====== PROVIDED TEXT ======

# Wanting to hit AEP this weekend



## squid_1 (Jun 2, 2005)

Does anybody have an ice update?


----------



## squid_1 (Jun 2, 2005)

Nothing ? Is there anybody on the ice around Zanesville? Decided on making the trip to stock the freezer.


----------



## Bluegillin' (Jan 28, 2009)

Squid 1 - I wasn't at AEP but fished a strip mine pond last weekend that is probably 20-25 ft deep and ice was between 8-10". Given the temperatures, I have to imagine that AEP would be fine. As everyone says, there is no such thing as totally safe ice but given what I saw last weekend, I think it will be safe.


----------



## squid_1 (Jun 2, 2005)

Thanks Bluegillin..That is enough of a report for me. If anyone else wants to hit it let me know. I plan on thinning out some gills for sure! Mushroomman!!!!!!!!!! I need a fish camp worker this weekend. Probably be paying in booze though.


----------



## fishintechnician (Jul 20, 2007)

would love to go but can't. Please give an update when you get back I have been wantign to make an ice rd trip and this would be a perfect palce to go


----------



## crappie killer (Apr 15, 2008)

any good ice around marietta area would love to do some ice fishin. and if the saugeye started to hit a the dam in new martinsville. need to catch some fish


----------



## shroomhunter (Aug 6, 2004)

====== DATASET RECORDS ======

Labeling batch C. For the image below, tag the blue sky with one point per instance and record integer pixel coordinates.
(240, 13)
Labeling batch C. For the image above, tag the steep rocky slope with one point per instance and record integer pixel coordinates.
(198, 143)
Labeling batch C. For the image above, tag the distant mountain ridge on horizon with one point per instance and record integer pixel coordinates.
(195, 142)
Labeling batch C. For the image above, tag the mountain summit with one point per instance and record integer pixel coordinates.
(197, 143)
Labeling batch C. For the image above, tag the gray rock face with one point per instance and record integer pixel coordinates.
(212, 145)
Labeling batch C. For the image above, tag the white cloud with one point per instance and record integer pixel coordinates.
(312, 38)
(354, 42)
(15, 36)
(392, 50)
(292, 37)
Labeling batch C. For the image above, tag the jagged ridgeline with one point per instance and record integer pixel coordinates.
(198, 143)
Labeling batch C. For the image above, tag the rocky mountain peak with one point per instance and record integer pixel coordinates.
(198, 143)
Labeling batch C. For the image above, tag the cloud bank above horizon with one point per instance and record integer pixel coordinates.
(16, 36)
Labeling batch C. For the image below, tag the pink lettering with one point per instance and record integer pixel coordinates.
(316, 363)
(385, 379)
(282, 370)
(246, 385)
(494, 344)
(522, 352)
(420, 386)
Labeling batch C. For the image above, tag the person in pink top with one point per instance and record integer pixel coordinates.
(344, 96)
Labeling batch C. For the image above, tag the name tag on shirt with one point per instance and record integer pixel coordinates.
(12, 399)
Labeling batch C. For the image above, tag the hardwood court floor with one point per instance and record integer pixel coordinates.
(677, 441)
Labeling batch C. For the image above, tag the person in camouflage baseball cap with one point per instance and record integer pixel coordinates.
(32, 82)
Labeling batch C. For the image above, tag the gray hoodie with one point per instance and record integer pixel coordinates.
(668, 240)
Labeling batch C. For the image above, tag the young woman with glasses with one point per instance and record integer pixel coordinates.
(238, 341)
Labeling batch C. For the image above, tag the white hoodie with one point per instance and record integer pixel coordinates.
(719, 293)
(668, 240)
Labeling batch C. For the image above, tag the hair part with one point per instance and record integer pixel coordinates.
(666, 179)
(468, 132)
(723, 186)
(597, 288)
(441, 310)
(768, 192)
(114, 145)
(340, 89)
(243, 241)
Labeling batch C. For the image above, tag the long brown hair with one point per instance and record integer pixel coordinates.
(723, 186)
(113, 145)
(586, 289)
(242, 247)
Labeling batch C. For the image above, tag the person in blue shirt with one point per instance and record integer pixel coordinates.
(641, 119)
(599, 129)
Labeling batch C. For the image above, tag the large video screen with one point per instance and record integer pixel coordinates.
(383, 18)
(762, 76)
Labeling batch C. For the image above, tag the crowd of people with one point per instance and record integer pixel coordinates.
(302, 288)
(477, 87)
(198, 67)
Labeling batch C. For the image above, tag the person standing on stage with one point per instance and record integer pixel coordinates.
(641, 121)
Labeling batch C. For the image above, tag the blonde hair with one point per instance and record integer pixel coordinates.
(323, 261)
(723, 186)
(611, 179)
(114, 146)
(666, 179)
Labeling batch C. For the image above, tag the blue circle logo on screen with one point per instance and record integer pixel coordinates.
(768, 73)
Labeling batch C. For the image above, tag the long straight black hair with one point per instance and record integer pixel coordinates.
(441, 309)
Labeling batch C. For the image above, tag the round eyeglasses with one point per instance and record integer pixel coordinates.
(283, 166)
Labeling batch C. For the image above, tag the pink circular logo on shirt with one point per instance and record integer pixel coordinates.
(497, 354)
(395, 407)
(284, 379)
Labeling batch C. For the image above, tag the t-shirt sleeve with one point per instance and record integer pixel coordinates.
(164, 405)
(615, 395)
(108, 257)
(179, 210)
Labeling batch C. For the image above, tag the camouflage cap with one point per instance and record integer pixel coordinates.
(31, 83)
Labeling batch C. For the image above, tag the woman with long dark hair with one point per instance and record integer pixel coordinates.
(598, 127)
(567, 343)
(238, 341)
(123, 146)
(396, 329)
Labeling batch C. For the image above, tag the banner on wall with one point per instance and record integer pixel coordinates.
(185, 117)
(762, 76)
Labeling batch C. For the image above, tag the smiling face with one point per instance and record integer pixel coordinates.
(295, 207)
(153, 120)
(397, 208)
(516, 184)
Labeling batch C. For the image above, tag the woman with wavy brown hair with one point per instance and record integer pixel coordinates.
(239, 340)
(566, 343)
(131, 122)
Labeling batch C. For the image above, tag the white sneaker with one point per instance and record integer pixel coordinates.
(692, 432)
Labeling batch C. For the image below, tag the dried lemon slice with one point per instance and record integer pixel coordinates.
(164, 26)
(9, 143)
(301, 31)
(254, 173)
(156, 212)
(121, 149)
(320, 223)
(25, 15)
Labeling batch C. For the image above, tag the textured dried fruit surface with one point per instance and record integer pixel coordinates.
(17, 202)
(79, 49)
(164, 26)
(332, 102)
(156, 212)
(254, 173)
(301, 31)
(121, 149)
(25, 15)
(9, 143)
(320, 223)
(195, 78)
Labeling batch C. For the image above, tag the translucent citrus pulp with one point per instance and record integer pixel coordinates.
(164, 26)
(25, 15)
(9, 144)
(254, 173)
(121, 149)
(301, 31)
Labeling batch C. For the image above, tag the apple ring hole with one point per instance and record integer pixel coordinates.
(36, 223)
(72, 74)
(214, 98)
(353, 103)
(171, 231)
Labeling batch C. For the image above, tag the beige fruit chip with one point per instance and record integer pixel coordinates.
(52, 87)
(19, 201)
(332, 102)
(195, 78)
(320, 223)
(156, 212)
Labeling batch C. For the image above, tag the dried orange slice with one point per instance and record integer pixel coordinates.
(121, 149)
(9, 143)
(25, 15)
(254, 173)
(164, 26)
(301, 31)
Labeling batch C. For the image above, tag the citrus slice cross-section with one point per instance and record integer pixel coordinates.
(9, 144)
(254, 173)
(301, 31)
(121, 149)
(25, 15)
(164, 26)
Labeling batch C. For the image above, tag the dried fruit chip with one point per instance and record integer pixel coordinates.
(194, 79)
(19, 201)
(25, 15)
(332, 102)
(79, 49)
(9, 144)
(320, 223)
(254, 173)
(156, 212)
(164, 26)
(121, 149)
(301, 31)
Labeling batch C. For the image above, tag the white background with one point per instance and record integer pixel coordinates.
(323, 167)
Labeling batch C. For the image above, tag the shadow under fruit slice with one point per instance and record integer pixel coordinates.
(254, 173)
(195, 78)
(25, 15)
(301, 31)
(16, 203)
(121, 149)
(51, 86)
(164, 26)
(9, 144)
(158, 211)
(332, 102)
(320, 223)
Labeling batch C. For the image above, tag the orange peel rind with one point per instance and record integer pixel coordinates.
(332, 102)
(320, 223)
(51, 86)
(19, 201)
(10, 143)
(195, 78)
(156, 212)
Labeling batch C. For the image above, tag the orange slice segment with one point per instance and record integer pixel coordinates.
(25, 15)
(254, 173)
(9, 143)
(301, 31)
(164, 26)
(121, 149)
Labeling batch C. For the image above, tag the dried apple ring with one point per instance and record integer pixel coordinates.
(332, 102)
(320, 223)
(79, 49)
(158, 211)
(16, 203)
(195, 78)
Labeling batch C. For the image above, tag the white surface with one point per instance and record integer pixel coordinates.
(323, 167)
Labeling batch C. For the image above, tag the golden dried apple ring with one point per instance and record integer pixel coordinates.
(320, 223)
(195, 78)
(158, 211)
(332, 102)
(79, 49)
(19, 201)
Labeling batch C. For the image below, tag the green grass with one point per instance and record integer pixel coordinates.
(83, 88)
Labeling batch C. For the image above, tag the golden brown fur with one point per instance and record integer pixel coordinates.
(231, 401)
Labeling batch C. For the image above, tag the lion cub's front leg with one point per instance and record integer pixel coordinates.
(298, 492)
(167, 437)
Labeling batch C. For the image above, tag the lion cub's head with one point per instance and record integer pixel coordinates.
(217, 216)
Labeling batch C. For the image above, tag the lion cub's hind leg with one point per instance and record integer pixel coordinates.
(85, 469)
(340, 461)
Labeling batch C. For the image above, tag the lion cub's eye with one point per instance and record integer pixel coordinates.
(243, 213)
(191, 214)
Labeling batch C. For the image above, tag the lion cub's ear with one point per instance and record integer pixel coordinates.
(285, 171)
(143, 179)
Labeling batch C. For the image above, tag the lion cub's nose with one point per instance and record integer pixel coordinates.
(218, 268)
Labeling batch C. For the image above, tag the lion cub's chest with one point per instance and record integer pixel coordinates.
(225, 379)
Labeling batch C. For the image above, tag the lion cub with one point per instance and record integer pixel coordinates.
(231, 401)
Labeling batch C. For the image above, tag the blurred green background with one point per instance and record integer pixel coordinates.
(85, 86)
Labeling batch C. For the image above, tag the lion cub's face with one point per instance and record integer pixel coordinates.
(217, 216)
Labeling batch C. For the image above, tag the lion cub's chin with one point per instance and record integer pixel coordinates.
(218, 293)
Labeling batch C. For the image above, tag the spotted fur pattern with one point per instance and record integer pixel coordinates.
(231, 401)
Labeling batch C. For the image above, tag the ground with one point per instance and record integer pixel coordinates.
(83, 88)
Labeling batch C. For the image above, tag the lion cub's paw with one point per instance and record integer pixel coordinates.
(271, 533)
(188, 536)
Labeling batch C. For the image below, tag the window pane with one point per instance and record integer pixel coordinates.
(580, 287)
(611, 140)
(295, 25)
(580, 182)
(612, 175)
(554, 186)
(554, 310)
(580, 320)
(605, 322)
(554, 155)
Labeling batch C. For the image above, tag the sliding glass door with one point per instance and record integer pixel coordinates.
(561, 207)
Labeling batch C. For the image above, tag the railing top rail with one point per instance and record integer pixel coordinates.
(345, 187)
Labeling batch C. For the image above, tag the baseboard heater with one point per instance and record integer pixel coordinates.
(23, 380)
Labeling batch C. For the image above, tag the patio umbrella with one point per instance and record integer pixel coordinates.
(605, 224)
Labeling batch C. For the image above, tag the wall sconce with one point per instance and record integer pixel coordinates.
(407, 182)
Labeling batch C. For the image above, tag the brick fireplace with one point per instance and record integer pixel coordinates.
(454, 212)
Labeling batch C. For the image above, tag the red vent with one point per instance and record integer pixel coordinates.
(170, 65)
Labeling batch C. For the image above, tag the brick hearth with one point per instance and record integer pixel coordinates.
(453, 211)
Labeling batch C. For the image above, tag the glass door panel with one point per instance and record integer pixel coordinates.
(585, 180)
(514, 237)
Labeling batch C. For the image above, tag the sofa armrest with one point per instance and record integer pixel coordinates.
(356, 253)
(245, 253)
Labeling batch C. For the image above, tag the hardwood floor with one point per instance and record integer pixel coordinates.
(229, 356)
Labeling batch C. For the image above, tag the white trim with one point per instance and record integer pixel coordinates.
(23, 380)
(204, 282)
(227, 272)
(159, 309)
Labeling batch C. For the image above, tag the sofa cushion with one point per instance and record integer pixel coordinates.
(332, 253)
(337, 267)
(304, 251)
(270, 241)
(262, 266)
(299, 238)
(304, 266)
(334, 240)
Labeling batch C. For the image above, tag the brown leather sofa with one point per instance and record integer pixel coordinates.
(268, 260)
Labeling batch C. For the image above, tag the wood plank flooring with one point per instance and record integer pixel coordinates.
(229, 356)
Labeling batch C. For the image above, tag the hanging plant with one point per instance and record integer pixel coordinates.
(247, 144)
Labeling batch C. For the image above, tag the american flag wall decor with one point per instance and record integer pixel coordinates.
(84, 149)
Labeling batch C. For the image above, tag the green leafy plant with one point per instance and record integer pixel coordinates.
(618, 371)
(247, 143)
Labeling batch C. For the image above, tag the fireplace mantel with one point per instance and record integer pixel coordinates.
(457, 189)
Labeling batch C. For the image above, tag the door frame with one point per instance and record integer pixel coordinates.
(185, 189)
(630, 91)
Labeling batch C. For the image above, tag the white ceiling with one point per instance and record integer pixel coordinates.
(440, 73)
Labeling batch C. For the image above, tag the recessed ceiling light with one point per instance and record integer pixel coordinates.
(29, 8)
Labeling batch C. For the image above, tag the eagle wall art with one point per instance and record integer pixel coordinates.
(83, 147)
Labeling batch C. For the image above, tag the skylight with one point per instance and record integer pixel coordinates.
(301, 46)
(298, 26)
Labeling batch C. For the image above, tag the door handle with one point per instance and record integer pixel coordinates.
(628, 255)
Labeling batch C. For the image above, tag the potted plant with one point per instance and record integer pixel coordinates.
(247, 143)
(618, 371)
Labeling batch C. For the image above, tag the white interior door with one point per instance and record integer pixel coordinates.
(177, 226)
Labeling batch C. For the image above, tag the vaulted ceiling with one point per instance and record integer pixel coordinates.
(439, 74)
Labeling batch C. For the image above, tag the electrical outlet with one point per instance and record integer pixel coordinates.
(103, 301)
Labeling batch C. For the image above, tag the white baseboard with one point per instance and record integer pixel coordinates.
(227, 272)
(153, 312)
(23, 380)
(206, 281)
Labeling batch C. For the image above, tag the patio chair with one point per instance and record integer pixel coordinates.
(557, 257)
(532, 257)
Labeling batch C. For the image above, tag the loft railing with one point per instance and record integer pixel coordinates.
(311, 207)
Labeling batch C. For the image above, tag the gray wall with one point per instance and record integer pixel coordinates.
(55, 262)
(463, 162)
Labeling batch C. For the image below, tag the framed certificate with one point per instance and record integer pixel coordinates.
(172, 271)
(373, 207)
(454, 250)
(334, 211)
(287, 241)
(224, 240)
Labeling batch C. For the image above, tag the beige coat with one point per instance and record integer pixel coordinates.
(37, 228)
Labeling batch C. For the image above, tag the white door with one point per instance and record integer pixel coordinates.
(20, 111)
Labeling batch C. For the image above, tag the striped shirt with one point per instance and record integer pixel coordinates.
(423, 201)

======

**LIST OF TASKS**
1) Translate into Spanish this sentence from the ice fishing thread: "Given the temperatures, I have to imagine that AEP would be fine."
2) Reproduce verbatim the portion of the ice fishing thread starting with "Thanks Bluegillin..That is" and going on through "(Jul 20, 2007)".

**PROBLEM SOLUTIONS**
1) Dadas las temperaturas, tengo que suponer que AEP estaría bien.

2)
Thanks Bluegillin..That is enough of a report for me. If anyone else wants to hit it let me know. I plan on thinning out some gills for sure! Mushroomman!!!!!!!!!! I need a fish camp worker this weekend. Probably be paying in booze though.


----------



## fishintechnician (Jul 20, 2007)